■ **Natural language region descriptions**

■ ■ ■ ■ ■ ■ ■

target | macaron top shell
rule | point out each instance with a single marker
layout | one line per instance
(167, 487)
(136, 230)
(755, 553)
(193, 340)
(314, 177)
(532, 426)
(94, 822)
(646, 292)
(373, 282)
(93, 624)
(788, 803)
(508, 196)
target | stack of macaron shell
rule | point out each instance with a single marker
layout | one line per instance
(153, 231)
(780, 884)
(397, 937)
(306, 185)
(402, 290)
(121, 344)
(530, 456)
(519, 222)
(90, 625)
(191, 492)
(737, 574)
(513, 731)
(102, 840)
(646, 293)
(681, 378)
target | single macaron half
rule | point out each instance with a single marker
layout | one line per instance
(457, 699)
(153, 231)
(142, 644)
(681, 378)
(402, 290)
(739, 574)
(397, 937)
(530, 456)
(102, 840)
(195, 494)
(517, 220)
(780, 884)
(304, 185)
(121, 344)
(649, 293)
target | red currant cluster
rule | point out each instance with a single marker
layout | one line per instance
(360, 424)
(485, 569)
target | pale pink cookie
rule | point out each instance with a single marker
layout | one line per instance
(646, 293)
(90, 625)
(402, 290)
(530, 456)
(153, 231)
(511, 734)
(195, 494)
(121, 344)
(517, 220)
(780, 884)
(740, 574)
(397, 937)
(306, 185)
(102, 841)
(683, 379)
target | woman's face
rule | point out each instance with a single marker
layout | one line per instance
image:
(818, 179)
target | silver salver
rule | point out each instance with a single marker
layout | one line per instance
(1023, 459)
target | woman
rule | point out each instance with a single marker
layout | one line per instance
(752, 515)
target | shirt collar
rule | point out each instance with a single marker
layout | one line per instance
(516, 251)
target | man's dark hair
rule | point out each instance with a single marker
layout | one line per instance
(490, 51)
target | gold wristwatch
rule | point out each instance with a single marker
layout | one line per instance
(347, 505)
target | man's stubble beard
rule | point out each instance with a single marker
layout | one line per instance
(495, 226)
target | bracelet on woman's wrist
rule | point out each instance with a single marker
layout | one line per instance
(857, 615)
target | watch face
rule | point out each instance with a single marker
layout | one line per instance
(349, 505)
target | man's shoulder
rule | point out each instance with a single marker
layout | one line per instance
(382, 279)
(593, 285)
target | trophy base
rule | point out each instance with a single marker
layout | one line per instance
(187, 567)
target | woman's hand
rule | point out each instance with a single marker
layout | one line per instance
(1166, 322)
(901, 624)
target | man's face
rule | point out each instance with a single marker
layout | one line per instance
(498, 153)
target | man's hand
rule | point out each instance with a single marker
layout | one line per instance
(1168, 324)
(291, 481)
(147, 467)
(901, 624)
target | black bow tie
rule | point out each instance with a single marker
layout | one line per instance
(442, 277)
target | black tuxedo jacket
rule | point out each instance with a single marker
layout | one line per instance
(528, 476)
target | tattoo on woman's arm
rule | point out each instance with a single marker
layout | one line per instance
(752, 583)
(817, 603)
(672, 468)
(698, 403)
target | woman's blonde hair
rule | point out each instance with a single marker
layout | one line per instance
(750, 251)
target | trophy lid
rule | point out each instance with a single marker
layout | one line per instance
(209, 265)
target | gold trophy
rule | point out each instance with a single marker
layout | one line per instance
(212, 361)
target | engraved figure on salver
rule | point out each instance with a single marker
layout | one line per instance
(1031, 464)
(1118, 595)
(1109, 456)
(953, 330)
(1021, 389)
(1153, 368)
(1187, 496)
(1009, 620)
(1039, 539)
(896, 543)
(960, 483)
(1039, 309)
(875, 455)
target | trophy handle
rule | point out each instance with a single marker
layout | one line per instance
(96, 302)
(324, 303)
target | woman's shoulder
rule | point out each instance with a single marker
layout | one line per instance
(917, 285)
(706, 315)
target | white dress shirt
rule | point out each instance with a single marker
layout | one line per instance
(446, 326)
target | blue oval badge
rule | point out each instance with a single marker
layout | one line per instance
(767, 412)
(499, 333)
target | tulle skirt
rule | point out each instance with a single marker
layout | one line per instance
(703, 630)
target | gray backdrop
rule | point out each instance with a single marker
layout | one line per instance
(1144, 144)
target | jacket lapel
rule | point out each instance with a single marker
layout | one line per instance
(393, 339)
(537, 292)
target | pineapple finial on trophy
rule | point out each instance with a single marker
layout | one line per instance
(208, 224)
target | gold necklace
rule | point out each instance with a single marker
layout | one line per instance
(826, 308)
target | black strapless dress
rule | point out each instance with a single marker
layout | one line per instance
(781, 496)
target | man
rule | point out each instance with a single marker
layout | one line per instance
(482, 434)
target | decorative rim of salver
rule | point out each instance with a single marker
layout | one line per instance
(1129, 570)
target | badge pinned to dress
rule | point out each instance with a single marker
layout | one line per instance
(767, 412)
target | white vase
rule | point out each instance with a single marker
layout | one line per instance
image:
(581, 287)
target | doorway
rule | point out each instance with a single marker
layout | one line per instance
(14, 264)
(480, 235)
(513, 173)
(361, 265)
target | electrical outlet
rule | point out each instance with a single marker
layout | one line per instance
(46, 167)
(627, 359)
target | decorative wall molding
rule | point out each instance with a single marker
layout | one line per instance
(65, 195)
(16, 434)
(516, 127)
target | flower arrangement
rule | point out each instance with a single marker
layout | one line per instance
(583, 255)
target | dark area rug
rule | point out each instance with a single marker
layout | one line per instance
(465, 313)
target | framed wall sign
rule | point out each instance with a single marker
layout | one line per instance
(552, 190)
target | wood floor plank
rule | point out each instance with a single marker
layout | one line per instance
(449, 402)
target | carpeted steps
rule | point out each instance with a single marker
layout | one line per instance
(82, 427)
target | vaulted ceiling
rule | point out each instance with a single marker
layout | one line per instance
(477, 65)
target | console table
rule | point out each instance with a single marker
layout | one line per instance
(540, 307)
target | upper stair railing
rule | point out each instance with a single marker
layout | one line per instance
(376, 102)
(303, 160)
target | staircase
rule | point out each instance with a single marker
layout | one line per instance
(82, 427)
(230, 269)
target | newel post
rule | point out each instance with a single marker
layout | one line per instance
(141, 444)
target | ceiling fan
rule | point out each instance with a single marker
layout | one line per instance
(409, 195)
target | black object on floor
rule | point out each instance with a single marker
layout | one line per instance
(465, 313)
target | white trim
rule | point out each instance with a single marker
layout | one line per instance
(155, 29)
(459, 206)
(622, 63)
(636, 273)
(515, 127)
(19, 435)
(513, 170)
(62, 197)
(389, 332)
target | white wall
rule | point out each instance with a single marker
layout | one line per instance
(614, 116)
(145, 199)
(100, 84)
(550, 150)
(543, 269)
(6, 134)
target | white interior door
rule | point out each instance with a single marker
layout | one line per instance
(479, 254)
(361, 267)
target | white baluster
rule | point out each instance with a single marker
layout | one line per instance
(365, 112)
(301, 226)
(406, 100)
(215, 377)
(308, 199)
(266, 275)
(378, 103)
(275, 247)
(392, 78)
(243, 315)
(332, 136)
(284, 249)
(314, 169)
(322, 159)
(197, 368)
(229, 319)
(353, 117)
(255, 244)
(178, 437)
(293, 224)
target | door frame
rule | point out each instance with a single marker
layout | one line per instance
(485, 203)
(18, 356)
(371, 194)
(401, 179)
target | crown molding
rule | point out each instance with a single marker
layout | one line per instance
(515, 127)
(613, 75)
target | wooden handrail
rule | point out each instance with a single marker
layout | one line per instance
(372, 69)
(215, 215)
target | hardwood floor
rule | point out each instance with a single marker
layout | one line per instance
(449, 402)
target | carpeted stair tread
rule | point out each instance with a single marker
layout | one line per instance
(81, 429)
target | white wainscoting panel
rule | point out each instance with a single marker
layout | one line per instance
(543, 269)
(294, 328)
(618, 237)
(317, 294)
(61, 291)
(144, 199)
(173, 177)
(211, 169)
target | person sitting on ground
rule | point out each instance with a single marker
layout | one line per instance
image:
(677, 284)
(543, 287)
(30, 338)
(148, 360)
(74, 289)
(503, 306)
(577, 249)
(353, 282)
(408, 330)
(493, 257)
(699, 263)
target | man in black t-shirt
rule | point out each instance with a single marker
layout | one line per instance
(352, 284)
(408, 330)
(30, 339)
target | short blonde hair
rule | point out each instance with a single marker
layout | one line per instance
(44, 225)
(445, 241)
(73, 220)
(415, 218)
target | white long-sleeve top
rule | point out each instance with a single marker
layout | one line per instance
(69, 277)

■ ■ ■ ■ ■ ■ ■

Which lines in the data above contain "jacket"? Show each one.

■ **RESPONSE BOX**
target | black tuxedo jacket
target | jacket lapel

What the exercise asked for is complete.